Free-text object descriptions
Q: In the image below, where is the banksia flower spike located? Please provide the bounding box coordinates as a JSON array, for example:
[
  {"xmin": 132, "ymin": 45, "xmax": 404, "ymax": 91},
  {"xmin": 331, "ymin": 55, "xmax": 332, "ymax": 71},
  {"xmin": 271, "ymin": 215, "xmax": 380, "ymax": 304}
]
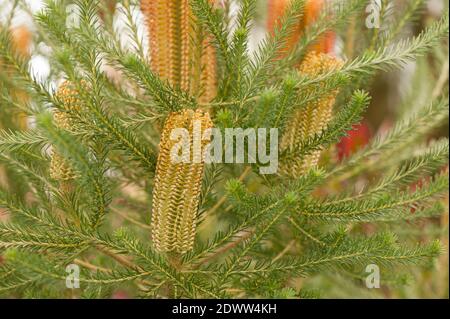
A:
[
  {"xmin": 49, "ymin": 81, "xmax": 85, "ymax": 185},
  {"xmin": 151, "ymin": 109, "xmax": 213, "ymax": 253},
  {"xmin": 267, "ymin": 0, "xmax": 335, "ymax": 55},
  {"xmin": 11, "ymin": 25, "xmax": 32, "ymax": 57},
  {"xmin": 10, "ymin": 25, "xmax": 32, "ymax": 130},
  {"xmin": 267, "ymin": 0, "xmax": 302, "ymax": 55},
  {"xmin": 280, "ymin": 51, "xmax": 343, "ymax": 178},
  {"xmin": 49, "ymin": 151, "xmax": 77, "ymax": 182},
  {"xmin": 141, "ymin": 0, "xmax": 217, "ymax": 103}
]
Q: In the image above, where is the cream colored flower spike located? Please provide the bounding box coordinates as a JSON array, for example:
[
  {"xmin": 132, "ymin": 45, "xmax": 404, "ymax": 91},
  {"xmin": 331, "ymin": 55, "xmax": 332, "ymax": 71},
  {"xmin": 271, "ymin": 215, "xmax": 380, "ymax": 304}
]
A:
[
  {"xmin": 280, "ymin": 51, "xmax": 344, "ymax": 178},
  {"xmin": 151, "ymin": 109, "xmax": 213, "ymax": 253},
  {"xmin": 50, "ymin": 81, "xmax": 85, "ymax": 183},
  {"xmin": 53, "ymin": 81, "xmax": 86, "ymax": 132}
]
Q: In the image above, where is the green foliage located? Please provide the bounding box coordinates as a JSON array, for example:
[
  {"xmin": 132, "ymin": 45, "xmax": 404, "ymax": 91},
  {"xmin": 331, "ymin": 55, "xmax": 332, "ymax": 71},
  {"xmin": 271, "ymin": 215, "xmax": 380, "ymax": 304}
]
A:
[{"xmin": 0, "ymin": 0, "xmax": 448, "ymax": 298}]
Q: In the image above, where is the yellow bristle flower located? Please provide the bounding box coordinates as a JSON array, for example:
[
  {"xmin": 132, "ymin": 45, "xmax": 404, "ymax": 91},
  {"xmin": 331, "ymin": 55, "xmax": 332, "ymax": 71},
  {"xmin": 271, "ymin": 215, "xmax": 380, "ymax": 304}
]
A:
[
  {"xmin": 53, "ymin": 80, "xmax": 86, "ymax": 132},
  {"xmin": 49, "ymin": 151, "xmax": 77, "ymax": 182},
  {"xmin": 151, "ymin": 109, "xmax": 213, "ymax": 253},
  {"xmin": 50, "ymin": 81, "xmax": 85, "ymax": 183},
  {"xmin": 141, "ymin": 0, "xmax": 217, "ymax": 103},
  {"xmin": 280, "ymin": 51, "xmax": 343, "ymax": 178}
]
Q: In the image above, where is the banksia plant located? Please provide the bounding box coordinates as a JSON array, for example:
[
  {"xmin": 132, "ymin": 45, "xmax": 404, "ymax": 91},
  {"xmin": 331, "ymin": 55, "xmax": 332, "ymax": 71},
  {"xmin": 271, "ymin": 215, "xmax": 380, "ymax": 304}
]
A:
[
  {"xmin": 0, "ymin": 0, "xmax": 449, "ymax": 300},
  {"xmin": 152, "ymin": 109, "xmax": 213, "ymax": 253},
  {"xmin": 280, "ymin": 51, "xmax": 343, "ymax": 177}
]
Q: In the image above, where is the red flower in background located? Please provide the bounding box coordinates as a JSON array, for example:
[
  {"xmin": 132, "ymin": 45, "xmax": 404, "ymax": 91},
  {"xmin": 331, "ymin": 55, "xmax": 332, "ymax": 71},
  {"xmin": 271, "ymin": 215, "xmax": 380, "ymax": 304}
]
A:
[
  {"xmin": 112, "ymin": 290, "xmax": 129, "ymax": 299},
  {"xmin": 337, "ymin": 122, "xmax": 372, "ymax": 160}
]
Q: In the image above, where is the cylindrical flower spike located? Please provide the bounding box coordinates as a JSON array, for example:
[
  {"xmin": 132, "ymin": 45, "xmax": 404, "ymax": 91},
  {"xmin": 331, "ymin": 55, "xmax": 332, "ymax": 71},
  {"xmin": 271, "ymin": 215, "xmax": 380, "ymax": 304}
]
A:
[
  {"xmin": 141, "ymin": 0, "xmax": 217, "ymax": 102},
  {"xmin": 280, "ymin": 51, "xmax": 343, "ymax": 178},
  {"xmin": 267, "ymin": 0, "xmax": 302, "ymax": 55},
  {"xmin": 151, "ymin": 109, "xmax": 213, "ymax": 253},
  {"xmin": 10, "ymin": 25, "xmax": 32, "ymax": 130},
  {"xmin": 11, "ymin": 25, "xmax": 32, "ymax": 57},
  {"xmin": 49, "ymin": 151, "xmax": 77, "ymax": 181},
  {"xmin": 49, "ymin": 81, "xmax": 85, "ymax": 184},
  {"xmin": 267, "ymin": 0, "xmax": 335, "ymax": 55},
  {"xmin": 198, "ymin": 35, "xmax": 217, "ymax": 104}
]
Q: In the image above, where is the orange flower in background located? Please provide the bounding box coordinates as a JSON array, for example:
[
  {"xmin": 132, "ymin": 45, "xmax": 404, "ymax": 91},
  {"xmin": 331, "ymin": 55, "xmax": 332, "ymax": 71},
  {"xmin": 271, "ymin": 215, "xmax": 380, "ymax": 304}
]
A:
[
  {"xmin": 267, "ymin": 0, "xmax": 335, "ymax": 56},
  {"xmin": 300, "ymin": 0, "xmax": 335, "ymax": 53},
  {"xmin": 267, "ymin": 0, "xmax": 302, "ymax": 55},
  {"xmin": 10, "ymin": 25, "xmax": 32, "ymax": 129},
  {"xmin": 267, "ymin": 0, "xmax": 291, "ymax": 33},
  {"xmin": 11, "ymin": 25, "xmax": 32, "ymax": 57}
]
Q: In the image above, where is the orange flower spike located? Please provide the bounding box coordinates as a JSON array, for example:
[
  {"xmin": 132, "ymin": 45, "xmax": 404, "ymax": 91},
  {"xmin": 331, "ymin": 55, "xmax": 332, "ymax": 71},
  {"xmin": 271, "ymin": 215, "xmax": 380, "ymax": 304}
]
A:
[
  {"xmin": 141, "ymin": 0, "xmax": 217, "ymax": 102},
  {"xmin": 267, "ymin": 0, "xmax": 302, "ymax": 57},
  {"xmin": 267, "ymin": 0, "xmax": 290, "ymax": 33},
  {"xmin": 301, "ymin": 0, "xmax": 335, "ymax": 54},
  {"xmin": 11, "ymin": 25, "xmax": 32, "ymax": 57},
  {"xmin": 267, "ymin": 0, "xmax": 335, "ymax": 55},
  {"xmin": 9, "ymin": 25, "xmax": 32, "ymax": 129}
]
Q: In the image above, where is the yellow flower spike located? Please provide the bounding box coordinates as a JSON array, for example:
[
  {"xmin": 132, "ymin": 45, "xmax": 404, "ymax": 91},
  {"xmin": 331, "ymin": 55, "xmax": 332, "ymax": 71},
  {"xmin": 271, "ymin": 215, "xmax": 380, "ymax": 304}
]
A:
[
  {"xmin": 151, "ymin": 109, "xmax": 213, "ymax": 253},
  {"xmin": 280, "ymin": 51, "xmax": 343, "ymax": 178},
  {"xmin": 50, "ymin": 81, "xmax": 86, "ymax": 184},
  {"xmin": 49, "ymin": 151, "xmax": 77, "ymax": 182},
  {"xmin": 53, "ymin": 80, "xmax": 86, "ymax": 133},
  {"xmin": 141, "ymin": 0, "xmax": 217, "ymax": 102}
]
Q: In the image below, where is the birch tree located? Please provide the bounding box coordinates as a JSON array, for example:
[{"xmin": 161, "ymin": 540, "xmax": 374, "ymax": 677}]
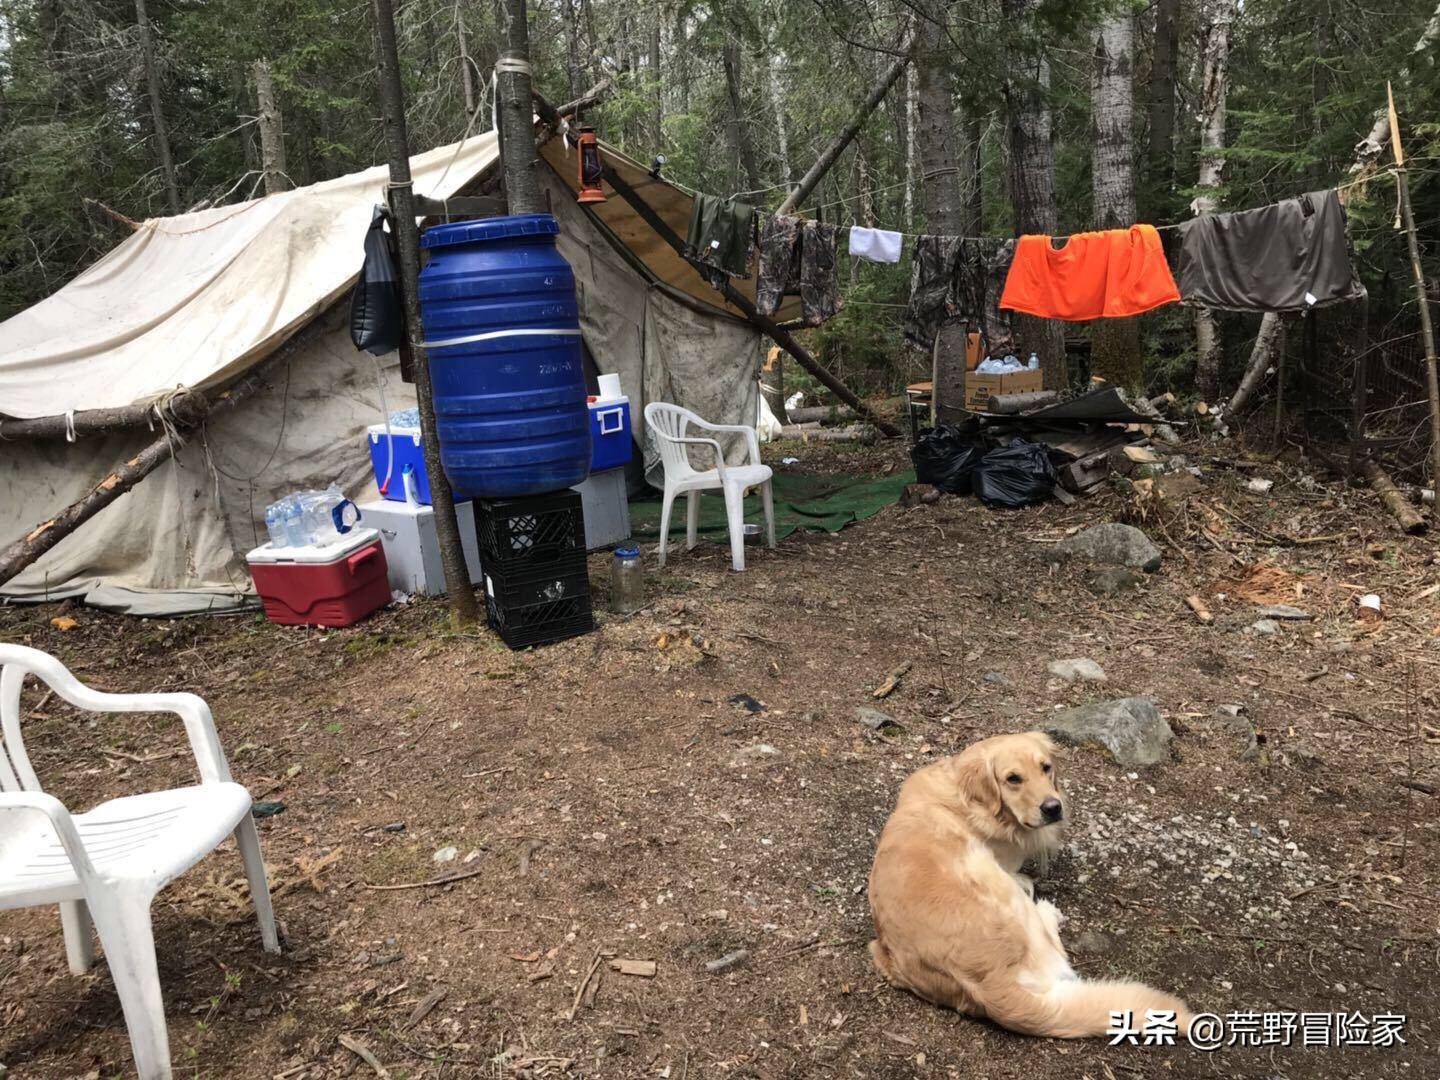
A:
[{"xmin": 1192, "ymin": 0, "xmax": 1237, "ymax": 401}]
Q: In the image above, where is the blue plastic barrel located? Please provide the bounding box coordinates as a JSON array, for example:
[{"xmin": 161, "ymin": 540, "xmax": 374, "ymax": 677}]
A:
[{"xmin": 417, "ymin": 214, "xmax": 591, "ymax": 498}]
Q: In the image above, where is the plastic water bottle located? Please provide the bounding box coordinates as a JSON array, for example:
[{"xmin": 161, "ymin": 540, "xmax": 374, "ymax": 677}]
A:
[
  {"xmin": 264, "ymin": 501, "xmax": 288, "ymax": 548},
  {"xmin": 281, "ymin": 497, "xmax": 308, "ymax": 547},
  {"xmin": 1028, "ymin": 352, "xmax": 1040, "ymax": 370}
]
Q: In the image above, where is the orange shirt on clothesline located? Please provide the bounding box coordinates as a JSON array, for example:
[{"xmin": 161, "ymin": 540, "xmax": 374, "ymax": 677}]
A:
[{"xmin": 998, "ymin": 225, "xmax": 1180, "ymax": 321}]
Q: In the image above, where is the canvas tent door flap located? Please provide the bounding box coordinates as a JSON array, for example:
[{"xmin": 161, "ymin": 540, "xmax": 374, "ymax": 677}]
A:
[{"xmin": 0, "ymin": 133, "xmax": 768, "ymax": 616}]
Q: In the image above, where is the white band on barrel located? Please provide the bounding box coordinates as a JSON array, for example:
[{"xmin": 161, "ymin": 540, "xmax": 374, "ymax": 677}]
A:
[{"xmin": 422, "ymin": 327, "xmax": 582, "ymax": 349}]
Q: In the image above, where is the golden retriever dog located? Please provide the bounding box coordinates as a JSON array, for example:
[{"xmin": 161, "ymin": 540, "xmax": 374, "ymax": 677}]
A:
[{"xmin": 868, "ymin": 731, "xmax": 1189, "ymax": 1038}]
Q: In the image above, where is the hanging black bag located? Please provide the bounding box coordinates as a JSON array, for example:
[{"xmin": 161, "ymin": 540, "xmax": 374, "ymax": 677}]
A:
[
  {"xmin": 910, "ymin": 425, "xmax": 985, "ymax": 494},
  {"xmin": 349, "ymin": 204, "xmax": 404, "ymax": 356}
]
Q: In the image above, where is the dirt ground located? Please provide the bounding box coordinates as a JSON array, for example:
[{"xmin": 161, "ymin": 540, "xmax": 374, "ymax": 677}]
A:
[{"xmin": 1, "ymin": 434, "xmax": 1437, "ymax": 1080}]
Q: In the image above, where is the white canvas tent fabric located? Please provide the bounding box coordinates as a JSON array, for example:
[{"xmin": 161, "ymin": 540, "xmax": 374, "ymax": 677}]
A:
[{"xmin": 0, "ymin": 133, "xmax": 764, "ymax": 615}]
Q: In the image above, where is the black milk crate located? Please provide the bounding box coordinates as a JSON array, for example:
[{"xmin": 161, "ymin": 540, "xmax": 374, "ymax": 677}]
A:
[
  {"xmin": 481, "ymin": 553, "xmax": 593, "ymax": 649},
  {"xmin": 473, "ymin": 489, "xmax": 586, "ymax": 571}
]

# [WORK ITEM]
Copy out the lines beginning at the one that contains "Q: In the image above, where is the canvas". Stop at the final line of the data, and include it.

# [OUTPUT FOR THIS TASK]
Q: In the image above, where is the canvas tent door flap located? Please provide the bounding box coordinates as a JSON array, for example:
[{"xmin": 161, "ymin": 540, "xmax": 374, "ymax": 677}]
A:
[{"xmin": 0, "ymin": 133, "xmax": 768, "ymax": 616}]
Q: In the image above, where is the white band on barrel located? Please provide the bounding box coordinates as a JSON array, for example:
[{"xmin": 161, "ymin": 540, "xmax": 374, "ymax": 677}]
A:
[{"xmin": 422, "ymin": 327, "xmax": 582, "ymax": 349}]
Q: In the image above, where is the golden retriever dog located? Please provide the bounding box coordinates as a JSON array, for example:
[{"xmin": 161, "ymin": 540, "xmax": 374, "ymax": 677}]
A:
[{"xmin": 868, "ymin": 731, "xmax": 1189, "ymax": 1038}]
Q: In the image above, where is the hanging black bag located? Please provide the bounding box coordinates as a JSON array, for example:
[{"xmin": 161, "ymin": 540, "xmax": 374, "ymax": 677}]
A:
[
  {"xmin": 910, "ymin": 425, "xmax": 985, "ymax": 494},
  {"xmin": 349, "ymin": 204, "xmax": 404, "ymax": 356}
]
Q: In the image above, where is the dirt ground located? Please provide the bounding box coordinates as a JSON array, for example:
[{"xmin": 161, "ymin": 540, "xmax": 374, "ymax": 677}]
A:
[{"xmin": 1, "ymin": 434, "xmax": 1437, "ymax": 1080}]
Q: In the image above, where is the white canvas tent fabric located? Please provide the bounding box coordinates as a JSON array, for example:
[{"xmin": 161, "ymin": 540, "xmax": 374, "ymax": 677}]
A:
[{"xmin": 0, "ymin": 133, "xmax": 764, "ymax": 615}]
Q: In the image above, where is the black milk crate located? Please provide the bounding box coordinates as a JSON array, for example:
[{"xmin": 161, "ymin": 540, "xmax": 374, "ymax": 677}]
A:
[
  {"xmin": 481, "ymin": 553, "xmax": 593, "ymax": 649},
  {"xmin": 473, "ymin": 489, "xmax": 586, "ymax": 571}
]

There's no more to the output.